* INSTRUCTIONS FOR THE TASK
Output the items from their first line through the line containing "box: [0, 143, 300, 272]", both included, as a Markdown table with the columns "Row" and "Line". Number each row, and leave out any blank lines.

* EXTRACTED ENTRIES
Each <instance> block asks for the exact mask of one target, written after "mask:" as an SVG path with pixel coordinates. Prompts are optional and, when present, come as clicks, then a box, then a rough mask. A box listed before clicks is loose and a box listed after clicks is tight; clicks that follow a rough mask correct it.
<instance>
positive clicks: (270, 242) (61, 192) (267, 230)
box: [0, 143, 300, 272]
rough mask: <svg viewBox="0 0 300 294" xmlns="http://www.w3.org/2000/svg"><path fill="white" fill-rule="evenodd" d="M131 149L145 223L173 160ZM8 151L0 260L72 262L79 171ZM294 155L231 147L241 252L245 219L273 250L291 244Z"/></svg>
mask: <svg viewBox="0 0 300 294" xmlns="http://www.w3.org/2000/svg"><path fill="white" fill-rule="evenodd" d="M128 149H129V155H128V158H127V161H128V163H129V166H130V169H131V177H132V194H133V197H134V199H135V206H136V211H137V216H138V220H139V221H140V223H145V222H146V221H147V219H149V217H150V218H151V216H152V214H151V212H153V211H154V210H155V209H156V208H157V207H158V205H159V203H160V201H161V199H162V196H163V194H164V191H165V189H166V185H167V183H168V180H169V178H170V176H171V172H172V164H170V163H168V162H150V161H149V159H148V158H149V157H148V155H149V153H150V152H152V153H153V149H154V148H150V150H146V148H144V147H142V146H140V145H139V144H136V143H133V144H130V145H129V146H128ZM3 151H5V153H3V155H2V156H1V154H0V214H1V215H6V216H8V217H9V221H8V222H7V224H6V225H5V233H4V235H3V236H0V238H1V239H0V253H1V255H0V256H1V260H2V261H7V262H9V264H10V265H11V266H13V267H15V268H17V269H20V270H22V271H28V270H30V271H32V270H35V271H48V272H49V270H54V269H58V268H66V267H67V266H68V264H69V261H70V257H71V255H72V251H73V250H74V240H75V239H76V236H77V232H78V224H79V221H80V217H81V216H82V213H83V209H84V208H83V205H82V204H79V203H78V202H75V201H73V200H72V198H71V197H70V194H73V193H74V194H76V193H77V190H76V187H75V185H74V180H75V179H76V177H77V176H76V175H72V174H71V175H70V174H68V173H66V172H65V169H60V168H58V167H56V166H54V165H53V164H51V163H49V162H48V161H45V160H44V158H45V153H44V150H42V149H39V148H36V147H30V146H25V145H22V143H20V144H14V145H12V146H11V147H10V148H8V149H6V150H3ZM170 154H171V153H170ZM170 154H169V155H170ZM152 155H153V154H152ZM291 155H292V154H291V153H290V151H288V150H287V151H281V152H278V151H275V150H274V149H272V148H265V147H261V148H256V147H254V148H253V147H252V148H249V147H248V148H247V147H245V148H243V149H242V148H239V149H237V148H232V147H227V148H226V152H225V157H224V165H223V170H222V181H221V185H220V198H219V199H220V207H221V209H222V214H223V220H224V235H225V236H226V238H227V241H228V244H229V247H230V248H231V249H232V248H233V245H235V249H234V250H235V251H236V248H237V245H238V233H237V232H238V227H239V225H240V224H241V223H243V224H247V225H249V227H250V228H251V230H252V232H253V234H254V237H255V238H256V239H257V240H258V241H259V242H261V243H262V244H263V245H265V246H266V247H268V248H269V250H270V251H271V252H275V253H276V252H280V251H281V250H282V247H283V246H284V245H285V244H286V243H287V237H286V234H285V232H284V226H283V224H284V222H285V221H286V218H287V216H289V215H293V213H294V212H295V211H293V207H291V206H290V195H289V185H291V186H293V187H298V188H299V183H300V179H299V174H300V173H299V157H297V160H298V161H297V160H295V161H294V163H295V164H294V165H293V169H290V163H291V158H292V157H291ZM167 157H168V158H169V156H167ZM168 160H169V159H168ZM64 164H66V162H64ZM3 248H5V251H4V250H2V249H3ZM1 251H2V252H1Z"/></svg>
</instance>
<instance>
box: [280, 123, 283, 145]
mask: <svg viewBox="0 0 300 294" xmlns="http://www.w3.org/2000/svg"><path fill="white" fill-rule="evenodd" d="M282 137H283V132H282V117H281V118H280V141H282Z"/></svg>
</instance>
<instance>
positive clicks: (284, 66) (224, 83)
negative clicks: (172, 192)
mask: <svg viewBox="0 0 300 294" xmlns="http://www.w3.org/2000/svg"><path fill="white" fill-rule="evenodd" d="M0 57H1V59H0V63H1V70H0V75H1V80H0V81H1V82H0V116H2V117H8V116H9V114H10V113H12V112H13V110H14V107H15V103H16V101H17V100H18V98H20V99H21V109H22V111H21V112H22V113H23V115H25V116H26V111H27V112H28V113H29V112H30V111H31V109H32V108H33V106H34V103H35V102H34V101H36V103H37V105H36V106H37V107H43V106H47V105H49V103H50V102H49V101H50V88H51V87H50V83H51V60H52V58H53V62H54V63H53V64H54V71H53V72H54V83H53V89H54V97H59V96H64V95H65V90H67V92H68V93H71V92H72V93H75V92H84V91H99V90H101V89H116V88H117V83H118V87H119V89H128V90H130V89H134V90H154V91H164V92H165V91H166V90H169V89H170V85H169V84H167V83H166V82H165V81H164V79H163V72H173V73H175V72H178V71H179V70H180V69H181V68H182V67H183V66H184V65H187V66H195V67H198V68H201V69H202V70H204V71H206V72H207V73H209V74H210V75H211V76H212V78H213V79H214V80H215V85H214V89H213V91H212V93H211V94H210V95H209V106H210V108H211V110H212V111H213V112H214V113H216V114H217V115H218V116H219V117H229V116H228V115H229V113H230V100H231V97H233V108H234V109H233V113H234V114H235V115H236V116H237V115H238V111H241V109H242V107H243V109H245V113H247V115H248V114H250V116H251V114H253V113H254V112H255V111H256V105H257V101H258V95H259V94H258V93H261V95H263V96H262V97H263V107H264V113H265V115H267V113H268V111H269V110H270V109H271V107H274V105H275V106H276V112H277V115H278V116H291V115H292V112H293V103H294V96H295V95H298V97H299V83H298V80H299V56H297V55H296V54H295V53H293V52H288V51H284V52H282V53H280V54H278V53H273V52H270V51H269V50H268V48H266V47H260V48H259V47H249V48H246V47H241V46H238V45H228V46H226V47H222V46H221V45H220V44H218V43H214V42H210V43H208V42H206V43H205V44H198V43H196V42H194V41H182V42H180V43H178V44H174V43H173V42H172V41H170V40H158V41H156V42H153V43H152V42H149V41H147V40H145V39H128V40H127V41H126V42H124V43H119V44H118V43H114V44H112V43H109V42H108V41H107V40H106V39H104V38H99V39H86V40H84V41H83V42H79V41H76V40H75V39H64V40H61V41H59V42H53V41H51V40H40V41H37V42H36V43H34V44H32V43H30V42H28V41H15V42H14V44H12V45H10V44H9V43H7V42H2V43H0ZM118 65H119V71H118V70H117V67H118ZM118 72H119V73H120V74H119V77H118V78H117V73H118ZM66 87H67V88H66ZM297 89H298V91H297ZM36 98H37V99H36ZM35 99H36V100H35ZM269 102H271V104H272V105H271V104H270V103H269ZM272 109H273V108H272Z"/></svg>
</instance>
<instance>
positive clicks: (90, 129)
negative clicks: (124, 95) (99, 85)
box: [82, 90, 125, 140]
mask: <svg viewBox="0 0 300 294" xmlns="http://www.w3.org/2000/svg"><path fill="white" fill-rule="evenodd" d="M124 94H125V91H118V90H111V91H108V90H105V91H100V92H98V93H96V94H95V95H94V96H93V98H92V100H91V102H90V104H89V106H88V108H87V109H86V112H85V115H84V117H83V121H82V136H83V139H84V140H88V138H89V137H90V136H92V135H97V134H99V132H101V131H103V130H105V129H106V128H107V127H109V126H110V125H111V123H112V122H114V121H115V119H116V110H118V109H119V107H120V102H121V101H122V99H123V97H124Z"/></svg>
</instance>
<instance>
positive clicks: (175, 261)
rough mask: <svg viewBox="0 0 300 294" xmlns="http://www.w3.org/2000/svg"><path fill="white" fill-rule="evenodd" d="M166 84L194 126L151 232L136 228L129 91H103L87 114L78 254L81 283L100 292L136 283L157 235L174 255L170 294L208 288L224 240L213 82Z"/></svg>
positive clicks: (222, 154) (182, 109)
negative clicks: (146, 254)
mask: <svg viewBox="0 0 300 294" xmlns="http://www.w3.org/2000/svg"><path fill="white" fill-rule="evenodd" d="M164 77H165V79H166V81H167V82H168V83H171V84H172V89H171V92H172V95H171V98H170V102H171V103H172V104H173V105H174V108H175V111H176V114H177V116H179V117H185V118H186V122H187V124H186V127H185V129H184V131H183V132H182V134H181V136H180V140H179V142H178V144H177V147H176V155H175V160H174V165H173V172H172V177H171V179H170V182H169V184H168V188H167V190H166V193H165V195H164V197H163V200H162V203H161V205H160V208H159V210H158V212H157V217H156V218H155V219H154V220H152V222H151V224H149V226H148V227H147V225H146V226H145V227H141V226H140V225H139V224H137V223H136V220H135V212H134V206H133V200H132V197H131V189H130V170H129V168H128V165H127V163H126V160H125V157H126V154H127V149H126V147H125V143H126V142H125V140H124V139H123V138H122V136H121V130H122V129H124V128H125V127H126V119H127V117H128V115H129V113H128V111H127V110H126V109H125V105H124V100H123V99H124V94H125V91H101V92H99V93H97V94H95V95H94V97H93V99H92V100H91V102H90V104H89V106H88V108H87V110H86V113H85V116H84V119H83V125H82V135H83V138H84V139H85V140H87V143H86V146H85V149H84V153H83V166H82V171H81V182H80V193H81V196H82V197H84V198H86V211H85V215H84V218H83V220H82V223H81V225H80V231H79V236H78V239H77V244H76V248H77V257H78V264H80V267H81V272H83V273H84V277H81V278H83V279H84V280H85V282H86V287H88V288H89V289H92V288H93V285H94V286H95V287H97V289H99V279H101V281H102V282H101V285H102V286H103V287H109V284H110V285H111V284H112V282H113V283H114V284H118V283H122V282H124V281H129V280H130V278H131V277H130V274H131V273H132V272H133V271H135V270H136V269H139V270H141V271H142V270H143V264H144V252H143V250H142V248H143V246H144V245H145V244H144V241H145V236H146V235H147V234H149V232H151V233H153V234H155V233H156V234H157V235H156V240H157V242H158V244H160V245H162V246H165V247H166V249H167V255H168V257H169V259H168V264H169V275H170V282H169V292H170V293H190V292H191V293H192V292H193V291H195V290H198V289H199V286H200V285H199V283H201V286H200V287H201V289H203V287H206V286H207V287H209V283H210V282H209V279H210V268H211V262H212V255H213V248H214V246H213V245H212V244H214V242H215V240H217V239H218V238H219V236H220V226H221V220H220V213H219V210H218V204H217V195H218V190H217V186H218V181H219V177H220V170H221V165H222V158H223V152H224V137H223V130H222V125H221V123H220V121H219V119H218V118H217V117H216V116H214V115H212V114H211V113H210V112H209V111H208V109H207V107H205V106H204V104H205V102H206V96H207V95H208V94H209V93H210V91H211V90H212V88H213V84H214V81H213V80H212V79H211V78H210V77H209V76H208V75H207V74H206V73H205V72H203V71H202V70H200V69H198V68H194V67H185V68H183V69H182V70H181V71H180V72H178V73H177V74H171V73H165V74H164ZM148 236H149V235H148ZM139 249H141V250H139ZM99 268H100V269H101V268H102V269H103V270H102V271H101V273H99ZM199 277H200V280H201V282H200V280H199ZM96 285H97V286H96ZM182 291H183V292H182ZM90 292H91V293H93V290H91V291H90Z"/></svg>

* OUTPUT FOR THIS TASK
| Row | Line |
|---|---|
| 1 | Each <instance> block asks for the exact mask of one target, written after "mask:" as an SVG path with pixel coordinates. Prompts are optional and, when present, come as clicks, then a box, then a rough mask. A box listed before clicks is loose and a box listed after clicks is tight; clicks that follow a rough mask correct it. |
| 2 | <instance> |
| 3 | positive clicks: (270, 242) (61, 192) (267, 230) |
| 4 | box: [0, 143, 300, 272] |